▸ EXERCISE TASK
Print each of the entries exactly, leaving nothing out.

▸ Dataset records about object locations
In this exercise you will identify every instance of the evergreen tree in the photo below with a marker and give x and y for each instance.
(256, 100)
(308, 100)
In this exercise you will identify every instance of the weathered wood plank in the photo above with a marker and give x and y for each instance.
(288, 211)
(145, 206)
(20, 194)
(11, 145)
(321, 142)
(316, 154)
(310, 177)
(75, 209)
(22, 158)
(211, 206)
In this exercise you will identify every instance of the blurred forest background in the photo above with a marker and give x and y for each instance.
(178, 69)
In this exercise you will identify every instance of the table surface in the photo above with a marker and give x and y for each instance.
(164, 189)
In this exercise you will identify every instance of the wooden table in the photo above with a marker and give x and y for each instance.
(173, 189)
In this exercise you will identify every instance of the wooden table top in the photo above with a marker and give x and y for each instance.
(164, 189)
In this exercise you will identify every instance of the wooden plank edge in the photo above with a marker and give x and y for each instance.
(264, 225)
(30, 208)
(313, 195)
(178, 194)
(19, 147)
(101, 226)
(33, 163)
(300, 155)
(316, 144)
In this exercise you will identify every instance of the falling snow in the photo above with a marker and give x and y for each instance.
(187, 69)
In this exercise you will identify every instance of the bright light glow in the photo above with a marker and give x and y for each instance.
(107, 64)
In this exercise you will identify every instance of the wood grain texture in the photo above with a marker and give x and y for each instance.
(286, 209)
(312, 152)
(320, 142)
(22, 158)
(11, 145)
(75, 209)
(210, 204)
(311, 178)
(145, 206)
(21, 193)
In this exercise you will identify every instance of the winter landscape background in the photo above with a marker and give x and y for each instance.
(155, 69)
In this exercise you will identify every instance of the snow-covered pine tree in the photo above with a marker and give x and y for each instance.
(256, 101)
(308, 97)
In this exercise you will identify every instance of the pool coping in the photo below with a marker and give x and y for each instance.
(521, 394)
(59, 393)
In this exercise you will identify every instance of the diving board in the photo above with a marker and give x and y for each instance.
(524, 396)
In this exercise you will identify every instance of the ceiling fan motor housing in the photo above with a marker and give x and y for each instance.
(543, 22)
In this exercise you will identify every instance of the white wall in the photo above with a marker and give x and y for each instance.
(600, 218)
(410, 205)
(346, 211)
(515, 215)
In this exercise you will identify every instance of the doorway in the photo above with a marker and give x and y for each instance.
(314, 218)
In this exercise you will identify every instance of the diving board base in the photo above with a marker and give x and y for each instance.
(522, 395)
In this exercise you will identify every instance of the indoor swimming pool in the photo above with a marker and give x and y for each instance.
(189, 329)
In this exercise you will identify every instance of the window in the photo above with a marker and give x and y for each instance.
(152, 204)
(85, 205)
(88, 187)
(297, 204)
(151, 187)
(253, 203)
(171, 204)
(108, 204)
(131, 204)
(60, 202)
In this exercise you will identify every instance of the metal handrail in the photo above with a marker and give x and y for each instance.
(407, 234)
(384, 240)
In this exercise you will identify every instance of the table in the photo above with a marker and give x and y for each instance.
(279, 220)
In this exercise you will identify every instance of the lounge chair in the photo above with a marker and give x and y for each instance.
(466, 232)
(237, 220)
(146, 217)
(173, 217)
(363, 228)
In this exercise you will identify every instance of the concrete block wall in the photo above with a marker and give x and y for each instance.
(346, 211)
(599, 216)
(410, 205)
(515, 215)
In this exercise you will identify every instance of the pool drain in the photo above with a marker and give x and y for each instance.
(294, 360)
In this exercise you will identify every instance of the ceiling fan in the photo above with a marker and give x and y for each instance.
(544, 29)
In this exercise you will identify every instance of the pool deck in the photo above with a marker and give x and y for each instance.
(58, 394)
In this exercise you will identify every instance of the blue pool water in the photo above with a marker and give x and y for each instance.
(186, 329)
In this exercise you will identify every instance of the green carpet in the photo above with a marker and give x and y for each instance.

▸ EXERCISE OUTPUT
In this exercise you will identify every instance of the evergreen tree in the photo below with a marker and give x and y for each instance.
(256, 100)
(308, 100)
In this exercise you will identify every instance of the weathered wood plank in the photo above with a marker and give x and y for each instance.
(288, 211)
(145, 206)
(20, 194)
(11, 145)
(321, 142)
(316, 154)
(310, 177)
(75, 209)
(22, 158)
(211, 206)
In this exercise you will identify every instance of the blurred forest background in the photo above with a marker and give x and y for each instance.
(178, 69)
In this exercise you will identify every instance of the table surface in the photo above with a marker and give x and y for each instance.
(164, 189)
In this exercise you will identify every instance of the wooden table in the photo above with a marker and give x and y for each instance.
(173, 189)
In this exercise you will identify every instance of the wooden table top in the photo above with a marker and give x and y for each instance.
(164, 189)
In this exercise you will identify every instance of the wooden plank edge in the photo above with a marker and give x and y for each instance.
(264, 225)
(30, 208)
(313, 195)
(178, 194)
(19, 147)
(101, 226)
(33, 163)
(300, 155)
(316, 144)
In this exercise you will identify every instance of the falling snow in the photo above with a marker and give x and y for each instance.
(187, 69)
In this exercise you will identify every instance of the bright light glow in the photo above with a marker and give x and y for each instance.
(107, 64)
In this exercise you will identify every instance of the wood grain texture in the photo above with a marker and give x and y for each instance.
(286, 209)
(312, 152)
(320, 142)
(22, 158)
(11, 145)
(75, 209)
(210, 204)
(311, 178)
(145, 206)
(21, 193)
In this exercise you will identify every instance of the winter landscape background in the photo above with a marker and give x and y for each instance.
(155, 69)
In this exercise you will identify every instance of the snow-covered pine tree in the photo above with a marker and give x and y for each instance.
(256, 101)
(308, 97)
In this exercise you will identify every instance of the pool coping in the photo below with a marker and give x and y for each instance.
(521, 394)
(59, 393)
In this exercise you will identify every instance of the diving board in the photo above with a marker and give x and y for each instance.
(524, 396)
In this exercise you will identify every instance of the ceiling fan motor housing in the photo above with a marker and give x and y for each instance.
(543, 22)
In this exercise you will identify every instance of the white wall in the photo above with a marker and give x and y for each instance.
(600, 218)
(410, 205)
(346, 211)
(515, 215)
In this exercise you will identify every instance of the doorway in the photo above with a marker and give x and y for each instance.
(314, 218)
In this exercise you will identify every instance of the diving board base in the photo above with a marker and give x and y for each instance.
(522, 395)
In this exercise you will identify every instance of the indoor swimming pool in the photo above with a marker and give x and y for each instance.
(189, 329)
In this exercise you will identify every instance of the window in the photo above with a marker and give x and y for each instance.
(152, 204)
(85, 205)
(88, 187)
(297, 204)
(151, 187)
(253, 203)
(171, 204)
(108, 204)
(131, 204)
(60, 202)
In this exercise you will identify every instance of the metal handrail in the photo above with a marker and give x and y for each instance.
(407, 234)
(384, 240)
In this exercise you will identify every instance of the table in the photo above with a marker and give x and y for each instance.
(279, 220)
In this exercise you will identify every instance of the lounge chair in the photo above with a marker and give x and y for each instance.
(466, 232)
(237, 220)
(146, 217)
(173, 217)
(363, 228)
In this exercise you will identify every instance of the concrete block wall in the photo above with a marker and give x and y for each instance.
(346, 211)
(599, 216)
(410, 205)
(515, 215)
In this exercise you will identify every instance of the pool drain in the photo above with a marker and give x and y for each instance.
(294, 360)
In this exercise you will identify every instance of the ceiling fan in the photo above with a marker and give x and y for each instance.
(544, 29)
In this exercise you will identify every instance of the pool deck in the photo above with a marker and give x and y for each instance.
(58, 394)
In this exercise you will identify every instance of the blue pool water in the photo above with a marker and give x and y for each instance.
(186, 329)
In this exercise you will identify every instance of the green carpet in the photo above with a marker and give x and y for each instance.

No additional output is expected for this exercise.